* DATA LISTING:
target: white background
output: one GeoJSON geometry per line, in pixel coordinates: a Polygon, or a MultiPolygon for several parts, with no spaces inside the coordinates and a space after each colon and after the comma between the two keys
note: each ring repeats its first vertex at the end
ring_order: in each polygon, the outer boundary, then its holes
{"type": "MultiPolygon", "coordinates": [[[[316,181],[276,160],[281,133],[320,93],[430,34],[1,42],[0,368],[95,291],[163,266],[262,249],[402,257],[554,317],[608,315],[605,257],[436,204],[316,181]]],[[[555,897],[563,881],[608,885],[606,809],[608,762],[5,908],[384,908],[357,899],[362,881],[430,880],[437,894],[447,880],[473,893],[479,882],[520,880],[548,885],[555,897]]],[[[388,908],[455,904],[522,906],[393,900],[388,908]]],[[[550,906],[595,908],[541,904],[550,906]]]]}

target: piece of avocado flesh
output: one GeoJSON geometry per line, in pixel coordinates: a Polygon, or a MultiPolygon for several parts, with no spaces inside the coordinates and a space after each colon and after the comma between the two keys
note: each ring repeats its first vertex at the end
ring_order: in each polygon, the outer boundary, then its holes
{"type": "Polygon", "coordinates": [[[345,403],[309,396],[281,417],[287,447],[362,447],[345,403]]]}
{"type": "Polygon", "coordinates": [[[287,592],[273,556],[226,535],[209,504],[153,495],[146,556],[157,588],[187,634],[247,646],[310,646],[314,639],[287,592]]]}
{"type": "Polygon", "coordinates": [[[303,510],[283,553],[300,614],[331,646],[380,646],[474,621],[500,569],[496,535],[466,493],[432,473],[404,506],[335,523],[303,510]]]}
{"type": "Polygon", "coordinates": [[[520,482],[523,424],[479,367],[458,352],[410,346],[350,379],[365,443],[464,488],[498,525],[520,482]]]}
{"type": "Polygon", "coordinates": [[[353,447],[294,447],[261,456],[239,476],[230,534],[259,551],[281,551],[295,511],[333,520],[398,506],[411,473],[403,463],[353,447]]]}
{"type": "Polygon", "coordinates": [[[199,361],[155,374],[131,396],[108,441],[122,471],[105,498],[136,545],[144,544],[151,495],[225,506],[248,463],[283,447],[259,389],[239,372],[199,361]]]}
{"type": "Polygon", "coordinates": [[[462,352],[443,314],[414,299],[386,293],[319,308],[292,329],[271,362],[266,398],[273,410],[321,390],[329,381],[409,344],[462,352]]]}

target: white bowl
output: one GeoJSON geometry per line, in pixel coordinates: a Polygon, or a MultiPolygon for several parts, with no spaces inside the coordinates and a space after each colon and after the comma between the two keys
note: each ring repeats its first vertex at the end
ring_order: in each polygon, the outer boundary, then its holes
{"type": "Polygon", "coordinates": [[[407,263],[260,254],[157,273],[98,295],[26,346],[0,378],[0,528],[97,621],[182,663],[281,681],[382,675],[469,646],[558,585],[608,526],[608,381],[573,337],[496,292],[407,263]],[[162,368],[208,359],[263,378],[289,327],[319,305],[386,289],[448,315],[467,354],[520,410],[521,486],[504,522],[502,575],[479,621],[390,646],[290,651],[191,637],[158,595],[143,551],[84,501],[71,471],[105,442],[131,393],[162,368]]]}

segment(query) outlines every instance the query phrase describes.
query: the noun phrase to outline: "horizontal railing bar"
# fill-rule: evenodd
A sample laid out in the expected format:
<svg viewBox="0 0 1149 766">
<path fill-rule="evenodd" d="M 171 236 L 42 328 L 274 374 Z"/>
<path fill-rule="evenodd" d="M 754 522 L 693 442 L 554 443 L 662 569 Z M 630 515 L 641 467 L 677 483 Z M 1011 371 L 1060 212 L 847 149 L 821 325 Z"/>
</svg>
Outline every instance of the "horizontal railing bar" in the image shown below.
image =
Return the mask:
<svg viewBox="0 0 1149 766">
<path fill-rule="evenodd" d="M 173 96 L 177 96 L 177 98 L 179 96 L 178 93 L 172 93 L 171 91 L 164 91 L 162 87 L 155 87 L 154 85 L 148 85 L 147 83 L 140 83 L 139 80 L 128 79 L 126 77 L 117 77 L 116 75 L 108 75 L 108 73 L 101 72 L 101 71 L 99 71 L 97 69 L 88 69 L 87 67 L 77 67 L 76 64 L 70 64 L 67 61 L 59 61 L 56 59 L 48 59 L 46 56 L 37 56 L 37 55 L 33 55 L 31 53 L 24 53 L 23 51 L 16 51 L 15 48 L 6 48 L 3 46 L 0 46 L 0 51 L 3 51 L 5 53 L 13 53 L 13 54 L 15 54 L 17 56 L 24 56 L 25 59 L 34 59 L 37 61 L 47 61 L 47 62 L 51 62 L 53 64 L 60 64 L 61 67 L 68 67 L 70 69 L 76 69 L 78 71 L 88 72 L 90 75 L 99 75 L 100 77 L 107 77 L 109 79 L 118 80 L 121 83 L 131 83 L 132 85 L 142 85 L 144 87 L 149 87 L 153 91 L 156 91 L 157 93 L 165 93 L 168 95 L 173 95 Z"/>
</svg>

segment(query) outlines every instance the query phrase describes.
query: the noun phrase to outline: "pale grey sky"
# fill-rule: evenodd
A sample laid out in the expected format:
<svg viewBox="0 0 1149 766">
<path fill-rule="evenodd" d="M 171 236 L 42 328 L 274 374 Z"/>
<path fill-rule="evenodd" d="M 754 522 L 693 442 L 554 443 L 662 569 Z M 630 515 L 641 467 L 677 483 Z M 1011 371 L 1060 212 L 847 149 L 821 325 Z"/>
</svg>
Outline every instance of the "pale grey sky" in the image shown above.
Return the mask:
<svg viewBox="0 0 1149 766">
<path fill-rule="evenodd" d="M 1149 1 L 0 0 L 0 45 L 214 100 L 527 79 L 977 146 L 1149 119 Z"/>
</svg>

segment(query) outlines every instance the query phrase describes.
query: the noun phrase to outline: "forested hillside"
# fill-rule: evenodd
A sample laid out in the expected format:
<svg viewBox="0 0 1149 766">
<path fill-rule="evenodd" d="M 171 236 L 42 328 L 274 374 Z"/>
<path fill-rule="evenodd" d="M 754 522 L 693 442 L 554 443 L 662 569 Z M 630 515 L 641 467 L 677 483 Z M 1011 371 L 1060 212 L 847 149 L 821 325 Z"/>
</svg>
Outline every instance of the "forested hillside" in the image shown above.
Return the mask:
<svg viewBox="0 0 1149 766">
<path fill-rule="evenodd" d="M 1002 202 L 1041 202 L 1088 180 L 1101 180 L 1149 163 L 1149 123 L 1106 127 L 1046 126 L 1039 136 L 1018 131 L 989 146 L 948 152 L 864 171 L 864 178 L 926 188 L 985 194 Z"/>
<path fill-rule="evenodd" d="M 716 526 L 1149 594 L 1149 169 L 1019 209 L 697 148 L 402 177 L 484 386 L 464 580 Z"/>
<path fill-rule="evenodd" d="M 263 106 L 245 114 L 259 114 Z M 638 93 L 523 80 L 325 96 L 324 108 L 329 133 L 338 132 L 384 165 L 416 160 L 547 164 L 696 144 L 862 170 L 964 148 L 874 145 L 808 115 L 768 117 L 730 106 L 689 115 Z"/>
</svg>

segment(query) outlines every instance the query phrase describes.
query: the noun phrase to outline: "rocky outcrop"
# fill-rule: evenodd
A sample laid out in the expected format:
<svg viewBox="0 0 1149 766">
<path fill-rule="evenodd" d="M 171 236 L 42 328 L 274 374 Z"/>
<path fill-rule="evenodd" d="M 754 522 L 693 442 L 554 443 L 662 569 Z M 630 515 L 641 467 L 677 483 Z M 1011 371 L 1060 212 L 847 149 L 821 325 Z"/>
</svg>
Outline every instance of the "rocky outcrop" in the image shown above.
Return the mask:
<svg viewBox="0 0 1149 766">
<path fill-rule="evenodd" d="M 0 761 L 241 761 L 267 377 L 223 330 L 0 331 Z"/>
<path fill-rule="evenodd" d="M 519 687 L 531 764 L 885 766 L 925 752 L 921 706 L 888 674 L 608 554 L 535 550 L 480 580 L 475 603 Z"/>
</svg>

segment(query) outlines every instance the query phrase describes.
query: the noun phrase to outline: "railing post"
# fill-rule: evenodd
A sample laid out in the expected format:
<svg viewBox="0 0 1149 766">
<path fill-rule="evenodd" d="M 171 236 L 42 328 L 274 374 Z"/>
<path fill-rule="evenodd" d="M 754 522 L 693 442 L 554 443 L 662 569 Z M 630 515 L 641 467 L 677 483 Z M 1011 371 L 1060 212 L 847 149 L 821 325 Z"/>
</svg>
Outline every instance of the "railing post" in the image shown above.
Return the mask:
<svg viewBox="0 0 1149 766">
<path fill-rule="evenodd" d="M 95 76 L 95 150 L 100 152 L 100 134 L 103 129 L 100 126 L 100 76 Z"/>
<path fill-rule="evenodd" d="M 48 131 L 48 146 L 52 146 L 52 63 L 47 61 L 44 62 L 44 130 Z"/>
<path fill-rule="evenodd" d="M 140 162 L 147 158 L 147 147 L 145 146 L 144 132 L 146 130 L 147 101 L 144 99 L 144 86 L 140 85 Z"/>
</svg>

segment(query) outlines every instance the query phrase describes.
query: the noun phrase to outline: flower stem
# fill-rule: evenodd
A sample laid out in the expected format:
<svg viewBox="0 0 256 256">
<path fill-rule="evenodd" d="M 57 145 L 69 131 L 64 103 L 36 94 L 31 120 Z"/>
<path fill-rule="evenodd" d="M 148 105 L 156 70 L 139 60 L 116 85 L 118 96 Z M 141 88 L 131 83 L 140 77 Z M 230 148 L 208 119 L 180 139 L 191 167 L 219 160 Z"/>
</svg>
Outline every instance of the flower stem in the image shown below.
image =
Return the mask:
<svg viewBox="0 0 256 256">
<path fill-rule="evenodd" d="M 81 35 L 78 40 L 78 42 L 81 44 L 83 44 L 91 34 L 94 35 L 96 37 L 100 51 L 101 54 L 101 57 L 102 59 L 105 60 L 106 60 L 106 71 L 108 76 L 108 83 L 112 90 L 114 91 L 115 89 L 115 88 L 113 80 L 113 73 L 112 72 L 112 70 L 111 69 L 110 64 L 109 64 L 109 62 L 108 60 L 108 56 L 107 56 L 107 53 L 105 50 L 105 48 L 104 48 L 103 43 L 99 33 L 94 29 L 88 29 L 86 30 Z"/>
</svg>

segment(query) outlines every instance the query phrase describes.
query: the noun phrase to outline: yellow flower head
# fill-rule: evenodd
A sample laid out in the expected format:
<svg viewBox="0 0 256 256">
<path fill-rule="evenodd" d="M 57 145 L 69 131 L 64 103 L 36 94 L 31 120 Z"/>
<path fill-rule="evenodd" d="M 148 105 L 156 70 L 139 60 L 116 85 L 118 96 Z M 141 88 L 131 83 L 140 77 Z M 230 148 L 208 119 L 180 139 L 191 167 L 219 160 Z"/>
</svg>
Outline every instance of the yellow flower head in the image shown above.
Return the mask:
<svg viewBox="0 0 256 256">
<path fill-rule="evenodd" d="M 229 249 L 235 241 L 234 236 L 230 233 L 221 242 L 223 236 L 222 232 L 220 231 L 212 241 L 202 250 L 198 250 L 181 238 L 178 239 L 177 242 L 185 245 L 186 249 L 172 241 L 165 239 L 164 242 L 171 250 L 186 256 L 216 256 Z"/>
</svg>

* REQUEST: Identify every line in the items above that contains the word "pale", and copy each of those lines out in full. Case counts.

* EXERCISE ANSWER:
query: the noun phrase to outline: "pale grey sky"
Outline every instance of the "pale grey sky" in the image shown above.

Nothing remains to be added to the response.